- [Отрывок текста]:
▽

Непростительным же считал Твардовский и что с «Оленем и шалашовкой» я посмел обратиться к «Современнику». Он много раз без необходимости возвращался к этому случаю и уже не просто порицал пьесу, не просто говорил о ней недоброжелательно, но предсказывал, что пьеса не увидит света, то есть выражал веру в защитную прочность цензурных надолб. Более того, он сказал мне (16 февраля 1963, через три месяца от кульминации нашего сотрудничества!):
– Я не то чтобы запретил вашу пьесу, если б это от меня зависело… Я бы написал против неё статью… Да даже бы и запретил.
Когда он говорил недобрые фразы, его глаза холодели, даже белели, и это было совсем новое лицо, уже нисколько не детское. (А ведь для чего запретить? – чтоб моё имя поберечь, побуждения добрые…)

△

- [Задание]: Перепишите без изменений часть отрывка о Твардовском и пьесе, начиная со слов «Непростительным же считал» и заканчивая словами «поберечь, побуждения добрые…)». Записи для выполнения не требуются.

(Записи из источника данных)
▽

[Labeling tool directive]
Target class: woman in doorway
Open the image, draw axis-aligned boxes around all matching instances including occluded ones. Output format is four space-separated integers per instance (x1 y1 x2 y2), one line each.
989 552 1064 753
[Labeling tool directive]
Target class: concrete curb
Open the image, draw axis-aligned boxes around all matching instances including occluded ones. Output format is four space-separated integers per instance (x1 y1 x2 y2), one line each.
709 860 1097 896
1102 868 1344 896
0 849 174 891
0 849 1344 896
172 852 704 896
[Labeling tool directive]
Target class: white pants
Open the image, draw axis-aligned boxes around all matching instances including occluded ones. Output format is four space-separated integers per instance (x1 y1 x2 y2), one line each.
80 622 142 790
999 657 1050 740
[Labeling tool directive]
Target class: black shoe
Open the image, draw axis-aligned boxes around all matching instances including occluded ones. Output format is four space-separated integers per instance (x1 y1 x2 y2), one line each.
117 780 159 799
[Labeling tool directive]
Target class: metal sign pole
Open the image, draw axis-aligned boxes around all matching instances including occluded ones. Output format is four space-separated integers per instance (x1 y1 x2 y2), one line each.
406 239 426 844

△

- [Решение задания]:
Непростительным же считал Твардовский и что с «Оленем и шалашовкой» я посмел обратиться к «Современнику». Он много раз без необходимости возвращался к этому случаю и уже не просто порицал пьесу, не просто говорил о ней недоброжелательно, но предсказывал, что пьеса не увидит света, то есть выражал веру в защитную прочность цензурных надолб. Более того, он сказал мне (16 февраля 1963, через три месяца от кульминации нашего сотрудничества!):
– Я не то чтобы запретил вашу пьесу, если б это от меня зависело… Я бы написал против неё статью… Да даже бы и запретил.
Когда он говорил недобрые фразы, его глаза холодели, даже белели, и это было совсем новое лицо, уже нисколько не детское. (А ведь для чего запретить? – чтоб моё имя поберечь, побуждения добрые…)